→ WHAT IS BEING ASKED
Retype the whole listing below, character for character.
═════ THE INPUT
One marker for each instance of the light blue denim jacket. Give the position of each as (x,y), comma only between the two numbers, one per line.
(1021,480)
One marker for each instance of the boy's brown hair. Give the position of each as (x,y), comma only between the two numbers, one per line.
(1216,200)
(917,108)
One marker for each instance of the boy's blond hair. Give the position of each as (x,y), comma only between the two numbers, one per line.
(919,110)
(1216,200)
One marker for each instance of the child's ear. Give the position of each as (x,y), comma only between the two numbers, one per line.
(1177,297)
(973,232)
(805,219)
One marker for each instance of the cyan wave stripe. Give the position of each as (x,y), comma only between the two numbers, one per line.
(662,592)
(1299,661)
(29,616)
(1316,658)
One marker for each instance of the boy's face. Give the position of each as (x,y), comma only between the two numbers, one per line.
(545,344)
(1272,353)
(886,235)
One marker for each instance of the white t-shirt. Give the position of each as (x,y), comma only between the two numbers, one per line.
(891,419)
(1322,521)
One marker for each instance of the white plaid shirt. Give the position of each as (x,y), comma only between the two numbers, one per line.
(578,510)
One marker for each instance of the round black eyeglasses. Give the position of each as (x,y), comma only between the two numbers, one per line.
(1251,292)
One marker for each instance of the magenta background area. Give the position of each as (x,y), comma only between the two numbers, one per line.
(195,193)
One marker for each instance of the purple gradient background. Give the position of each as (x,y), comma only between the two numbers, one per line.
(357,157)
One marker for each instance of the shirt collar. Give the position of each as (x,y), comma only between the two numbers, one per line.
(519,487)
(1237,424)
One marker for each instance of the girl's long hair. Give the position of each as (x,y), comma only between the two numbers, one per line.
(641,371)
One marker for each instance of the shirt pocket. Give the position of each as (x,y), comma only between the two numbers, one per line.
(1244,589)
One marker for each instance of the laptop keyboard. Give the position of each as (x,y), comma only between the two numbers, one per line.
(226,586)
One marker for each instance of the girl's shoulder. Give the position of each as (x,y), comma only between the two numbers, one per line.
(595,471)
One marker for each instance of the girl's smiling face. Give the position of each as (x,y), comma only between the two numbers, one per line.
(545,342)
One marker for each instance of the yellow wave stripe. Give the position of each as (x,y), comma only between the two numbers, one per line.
══════════
→ WRITTEN ANSWER
One marker for each instance of the light blue denim jacket. Give the position of each as (x,y), comma only between the two numbers, one per line.
(1021,480)
One marker for each instance of the boy's brown hair. Give the position of each as (x,y), comma only between the two numbers, one per line.
(1216,200)
(917,108)
One marker for each instance of the boy's blond hair. Give the position of each as (x,y), comma only between the two numbers, one per line.
(919,110)
(1216,200)
One marker for each instance of the child's ear. Give the position of each as (x,y), comma only between the two numbers, one per line.
(1177,297)
(973,232)
(805,219)
One marker for each instance of the cyan wave stripe. Give the position of each as (x,y), comma only between the two numbers, one per line.
(662,592)
(1299,661)
(29,616)
(1316,658)
One marker for each instance of the boy's face. Give the position of each as (x,y), comma only between the two numbers, one per line.
(545,344)
(1272,353)
(886,235)
One marker for each instance of the white t-shirt. Give the position of each as (x,y), comma only between the two numbers, one per line.
(891,419)
(1322,521)
One marker for each instance of the white plaid shirt. Give the position of each as (x,y), comma only between the two numbers, one per line.
(578,510)
One marker for each instance of the round black eyeglasses. Give the position of each as (x,y), comma only between the two numbers, one per line.
(1251,292)
One marker for each instance of the magenta background area. Give the position of each as (x,y), comma only between the two numbers, one per line.
(195,193)
One marker for each instance of the purple gradient background. Give the position of each as (x,y), comma only between the two numbers, one per line.
(357,157)
One marker for each instance of the shirt collar. Give the position of each as (x,y), comma only between the two numbers, one per line.
(519,487)
(1237,424)
One marker for each instance of the girl's long hair. Give the position of each as (x,y), comma only between the two numbers, one per line.
(641,371)
One marker for each instance of the shirt pocket. Give the position of each as (x,y), comma only between the two numbers, one per line.
(1244,589)
One marker for each instance of the laptop keyboard. Give the position of each as (x,y), comma only between the two numbers, one per line.
(226,586)
One marker for each instance of the girl's shoulder. Give the position of each as (x,y), comma only between the two numbers, one per line.
(595,471)
One marker for each instance of the girl's smiling face. Give the position of each as (x,y), comma only between the two numbers, one per line.
(545,342)
One marker for each instance of the yellow wave stripe. Give the position of each as (x,y), comma only between the two numbers, one per line.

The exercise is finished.